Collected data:
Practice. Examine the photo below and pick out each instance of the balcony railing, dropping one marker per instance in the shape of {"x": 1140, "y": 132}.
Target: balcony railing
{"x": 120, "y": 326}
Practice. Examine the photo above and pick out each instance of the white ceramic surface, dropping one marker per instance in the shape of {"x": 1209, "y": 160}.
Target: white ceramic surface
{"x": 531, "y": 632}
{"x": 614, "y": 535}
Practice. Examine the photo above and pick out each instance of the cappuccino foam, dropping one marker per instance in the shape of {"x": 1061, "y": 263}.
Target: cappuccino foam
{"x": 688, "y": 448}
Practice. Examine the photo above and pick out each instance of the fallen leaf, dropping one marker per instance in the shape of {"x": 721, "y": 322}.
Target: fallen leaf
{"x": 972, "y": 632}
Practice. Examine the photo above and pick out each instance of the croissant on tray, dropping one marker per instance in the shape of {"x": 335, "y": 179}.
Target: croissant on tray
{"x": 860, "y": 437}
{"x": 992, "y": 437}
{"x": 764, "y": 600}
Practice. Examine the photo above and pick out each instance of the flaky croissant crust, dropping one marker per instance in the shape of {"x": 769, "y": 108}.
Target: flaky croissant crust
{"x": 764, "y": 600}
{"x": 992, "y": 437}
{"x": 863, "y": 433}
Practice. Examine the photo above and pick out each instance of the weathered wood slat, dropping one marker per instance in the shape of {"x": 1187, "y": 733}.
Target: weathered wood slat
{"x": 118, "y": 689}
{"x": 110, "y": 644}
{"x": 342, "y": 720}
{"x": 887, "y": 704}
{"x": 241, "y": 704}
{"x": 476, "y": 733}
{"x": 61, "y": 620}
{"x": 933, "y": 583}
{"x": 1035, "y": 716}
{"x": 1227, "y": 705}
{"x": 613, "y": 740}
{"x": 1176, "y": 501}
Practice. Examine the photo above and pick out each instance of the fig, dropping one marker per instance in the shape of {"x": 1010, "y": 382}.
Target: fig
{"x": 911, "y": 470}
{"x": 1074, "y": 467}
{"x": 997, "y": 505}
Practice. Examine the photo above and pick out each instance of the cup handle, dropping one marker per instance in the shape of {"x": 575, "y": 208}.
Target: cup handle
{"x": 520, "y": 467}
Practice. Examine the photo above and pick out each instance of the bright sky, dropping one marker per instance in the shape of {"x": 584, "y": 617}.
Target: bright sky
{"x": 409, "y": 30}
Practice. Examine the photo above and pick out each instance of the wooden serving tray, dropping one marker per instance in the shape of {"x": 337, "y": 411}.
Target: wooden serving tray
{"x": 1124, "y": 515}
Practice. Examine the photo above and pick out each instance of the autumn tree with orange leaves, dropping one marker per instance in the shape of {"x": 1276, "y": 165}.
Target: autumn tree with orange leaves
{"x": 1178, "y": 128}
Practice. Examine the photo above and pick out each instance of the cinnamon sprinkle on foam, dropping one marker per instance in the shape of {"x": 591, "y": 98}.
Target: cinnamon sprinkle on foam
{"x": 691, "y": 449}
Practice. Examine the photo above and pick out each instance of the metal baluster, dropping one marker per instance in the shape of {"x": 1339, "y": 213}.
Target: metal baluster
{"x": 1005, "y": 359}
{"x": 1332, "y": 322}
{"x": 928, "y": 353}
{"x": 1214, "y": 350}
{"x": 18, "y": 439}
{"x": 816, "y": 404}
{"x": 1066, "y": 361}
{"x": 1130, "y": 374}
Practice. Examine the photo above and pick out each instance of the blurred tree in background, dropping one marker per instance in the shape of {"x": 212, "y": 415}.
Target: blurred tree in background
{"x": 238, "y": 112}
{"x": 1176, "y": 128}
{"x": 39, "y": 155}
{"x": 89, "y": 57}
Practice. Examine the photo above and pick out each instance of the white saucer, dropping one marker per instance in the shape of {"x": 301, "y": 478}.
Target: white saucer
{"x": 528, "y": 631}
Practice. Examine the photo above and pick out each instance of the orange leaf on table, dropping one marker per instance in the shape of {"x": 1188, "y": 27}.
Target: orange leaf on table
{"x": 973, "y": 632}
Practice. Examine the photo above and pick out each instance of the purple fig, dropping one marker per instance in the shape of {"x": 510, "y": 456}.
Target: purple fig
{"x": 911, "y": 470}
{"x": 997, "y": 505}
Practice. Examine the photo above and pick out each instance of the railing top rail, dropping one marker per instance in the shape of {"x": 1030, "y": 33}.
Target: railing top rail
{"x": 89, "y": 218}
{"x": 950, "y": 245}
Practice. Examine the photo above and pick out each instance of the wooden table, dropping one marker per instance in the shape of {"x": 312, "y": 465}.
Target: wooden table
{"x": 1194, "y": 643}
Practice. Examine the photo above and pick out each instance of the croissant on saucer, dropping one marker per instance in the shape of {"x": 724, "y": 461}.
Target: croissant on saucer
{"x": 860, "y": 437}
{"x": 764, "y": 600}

Your instructions:
In the answer, return exactly the lines from the line containing "Target: railing top rail" to the end of the records above, and no others.

Exercise result:
Target: railing top rail
{"x": 89, "y": 218}
{"x": 950, "y": 245}
Practice. Examine the photo above and pick out each instance of the wooden table, dropping one marker per instance in the shape of {"x": 312, "y": 465}.
Target: wooden table
{"x": 1194, "y": 643}
Practice. Examine the photo above and pick out each instance of the croissant on saucer, dropping one marker per instance in the shape of {"x": 724, "y": 461}.
Target: croissant on saucer
{"x": 860, "y": 437}
{"x": 764, "y": 600}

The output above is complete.